= Goal =
Put the material from the line containing "TARGET = tree trunk" through its final line into a Markdown table with the columns Row and Line, one numbered row per line, leaving out blank lines.

(Records of labeled points)
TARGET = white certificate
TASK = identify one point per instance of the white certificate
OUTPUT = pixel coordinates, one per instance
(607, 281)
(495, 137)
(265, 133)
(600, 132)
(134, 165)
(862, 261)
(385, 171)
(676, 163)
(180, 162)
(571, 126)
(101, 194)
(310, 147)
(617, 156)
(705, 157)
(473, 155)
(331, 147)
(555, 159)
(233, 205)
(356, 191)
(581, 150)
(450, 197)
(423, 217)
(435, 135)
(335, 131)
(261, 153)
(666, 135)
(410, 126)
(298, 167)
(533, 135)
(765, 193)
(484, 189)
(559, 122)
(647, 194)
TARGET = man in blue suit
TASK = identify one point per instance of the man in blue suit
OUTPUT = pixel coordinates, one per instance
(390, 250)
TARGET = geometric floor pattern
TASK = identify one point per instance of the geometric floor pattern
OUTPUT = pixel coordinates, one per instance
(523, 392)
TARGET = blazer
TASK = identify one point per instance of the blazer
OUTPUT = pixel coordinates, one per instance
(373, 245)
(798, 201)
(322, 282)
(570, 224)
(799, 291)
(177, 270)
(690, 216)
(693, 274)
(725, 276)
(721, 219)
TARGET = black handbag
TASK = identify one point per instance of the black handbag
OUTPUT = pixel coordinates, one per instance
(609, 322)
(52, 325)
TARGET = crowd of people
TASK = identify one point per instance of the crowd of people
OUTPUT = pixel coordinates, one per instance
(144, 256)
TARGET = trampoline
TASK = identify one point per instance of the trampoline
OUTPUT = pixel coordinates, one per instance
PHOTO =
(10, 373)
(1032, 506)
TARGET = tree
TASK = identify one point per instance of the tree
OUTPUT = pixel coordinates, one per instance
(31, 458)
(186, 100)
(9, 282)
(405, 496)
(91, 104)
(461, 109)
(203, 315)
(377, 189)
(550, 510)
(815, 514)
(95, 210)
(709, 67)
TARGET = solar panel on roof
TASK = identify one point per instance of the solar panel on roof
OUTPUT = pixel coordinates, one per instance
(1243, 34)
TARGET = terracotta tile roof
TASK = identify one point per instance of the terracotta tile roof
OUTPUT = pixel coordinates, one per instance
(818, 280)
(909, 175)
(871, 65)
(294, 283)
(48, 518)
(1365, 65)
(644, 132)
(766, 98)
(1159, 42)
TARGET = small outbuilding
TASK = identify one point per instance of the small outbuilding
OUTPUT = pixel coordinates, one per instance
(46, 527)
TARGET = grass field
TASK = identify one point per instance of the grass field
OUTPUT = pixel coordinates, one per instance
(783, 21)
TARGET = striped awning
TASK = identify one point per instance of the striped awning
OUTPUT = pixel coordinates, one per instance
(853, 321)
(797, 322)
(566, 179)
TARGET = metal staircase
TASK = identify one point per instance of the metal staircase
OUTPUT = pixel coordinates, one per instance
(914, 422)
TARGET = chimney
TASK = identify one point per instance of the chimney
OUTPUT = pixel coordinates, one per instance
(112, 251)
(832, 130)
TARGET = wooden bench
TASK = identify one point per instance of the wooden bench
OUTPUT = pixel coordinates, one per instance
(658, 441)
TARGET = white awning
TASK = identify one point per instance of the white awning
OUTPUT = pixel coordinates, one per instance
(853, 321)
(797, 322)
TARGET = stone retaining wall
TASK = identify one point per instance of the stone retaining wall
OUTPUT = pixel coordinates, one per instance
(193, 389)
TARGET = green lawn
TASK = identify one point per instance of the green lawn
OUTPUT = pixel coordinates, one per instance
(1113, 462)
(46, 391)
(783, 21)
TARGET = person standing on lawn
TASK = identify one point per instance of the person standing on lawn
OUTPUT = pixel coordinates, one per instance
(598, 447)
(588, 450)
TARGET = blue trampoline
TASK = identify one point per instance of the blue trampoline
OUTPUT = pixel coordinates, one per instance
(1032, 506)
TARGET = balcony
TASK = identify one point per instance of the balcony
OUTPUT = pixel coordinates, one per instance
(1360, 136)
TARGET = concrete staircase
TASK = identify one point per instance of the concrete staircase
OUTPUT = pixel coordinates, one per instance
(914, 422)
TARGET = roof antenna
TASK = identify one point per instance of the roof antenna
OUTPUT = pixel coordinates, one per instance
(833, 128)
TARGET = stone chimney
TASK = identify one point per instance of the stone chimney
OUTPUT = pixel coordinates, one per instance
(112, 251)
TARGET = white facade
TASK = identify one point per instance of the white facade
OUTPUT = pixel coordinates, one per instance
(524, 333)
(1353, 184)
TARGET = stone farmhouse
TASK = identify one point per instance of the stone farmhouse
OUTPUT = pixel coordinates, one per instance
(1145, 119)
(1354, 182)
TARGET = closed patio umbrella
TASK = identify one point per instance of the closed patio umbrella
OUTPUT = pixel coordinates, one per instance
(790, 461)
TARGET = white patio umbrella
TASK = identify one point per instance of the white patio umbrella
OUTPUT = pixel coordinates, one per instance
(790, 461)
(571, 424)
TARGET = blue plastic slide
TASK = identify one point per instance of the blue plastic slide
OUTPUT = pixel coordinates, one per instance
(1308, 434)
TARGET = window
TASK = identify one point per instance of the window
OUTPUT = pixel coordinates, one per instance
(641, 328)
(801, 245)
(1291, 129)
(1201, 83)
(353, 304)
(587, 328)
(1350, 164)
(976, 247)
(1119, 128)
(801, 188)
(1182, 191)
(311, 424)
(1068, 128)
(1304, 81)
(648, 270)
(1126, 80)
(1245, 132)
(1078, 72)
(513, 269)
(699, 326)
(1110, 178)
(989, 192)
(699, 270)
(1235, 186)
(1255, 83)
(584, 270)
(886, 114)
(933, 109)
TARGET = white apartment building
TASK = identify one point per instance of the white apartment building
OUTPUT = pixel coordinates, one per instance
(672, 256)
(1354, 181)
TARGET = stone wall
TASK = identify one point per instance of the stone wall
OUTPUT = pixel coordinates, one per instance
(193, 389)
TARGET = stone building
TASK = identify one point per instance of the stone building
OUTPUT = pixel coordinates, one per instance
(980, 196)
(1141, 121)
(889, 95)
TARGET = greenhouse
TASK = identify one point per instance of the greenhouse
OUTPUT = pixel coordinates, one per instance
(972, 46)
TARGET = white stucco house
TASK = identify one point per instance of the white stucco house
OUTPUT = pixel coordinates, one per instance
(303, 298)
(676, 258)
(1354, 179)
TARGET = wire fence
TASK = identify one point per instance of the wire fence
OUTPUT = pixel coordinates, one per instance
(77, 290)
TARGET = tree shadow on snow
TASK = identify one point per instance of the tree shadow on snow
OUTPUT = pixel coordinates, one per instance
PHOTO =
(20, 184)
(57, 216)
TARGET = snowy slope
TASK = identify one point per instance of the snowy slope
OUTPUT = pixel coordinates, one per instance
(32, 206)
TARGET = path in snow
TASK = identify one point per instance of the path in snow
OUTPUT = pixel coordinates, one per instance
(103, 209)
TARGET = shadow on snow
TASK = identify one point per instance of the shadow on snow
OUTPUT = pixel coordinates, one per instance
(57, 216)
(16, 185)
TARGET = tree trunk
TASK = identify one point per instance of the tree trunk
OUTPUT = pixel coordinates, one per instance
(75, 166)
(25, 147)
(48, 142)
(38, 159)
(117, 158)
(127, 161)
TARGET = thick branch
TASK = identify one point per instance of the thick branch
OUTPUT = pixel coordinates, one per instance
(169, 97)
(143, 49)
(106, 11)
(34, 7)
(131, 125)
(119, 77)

= Solution to this exercise =
| Row | Line |
|---|---|
| 1 | TARGET = tree trunk |
| 2 | TASK = identify one point per instance of the tree trunk |
| 3 | OUTPUT = pixel coordinates, one per instance |
| 4 | (75, 166) |
| 5 | (25, 147) |
| 6 | (48, 142) |
| 7 | (38, 159) |
| 8 | (117, 158) |
| 9 | (127, 161) |
| 10 | TARGET = thick branch |
| 11 | TASK = identify one point per instance of the thick branch |
| 12 | OUTPUT = pixel coordinates, one per instance |
| 13 | (169, 97) |
| 14 | (143, 49) |
| 15 | (106, 11) |
| 16 | (34, 7) |
| 17 | (131, 125) |
| 18 | (119, 77) |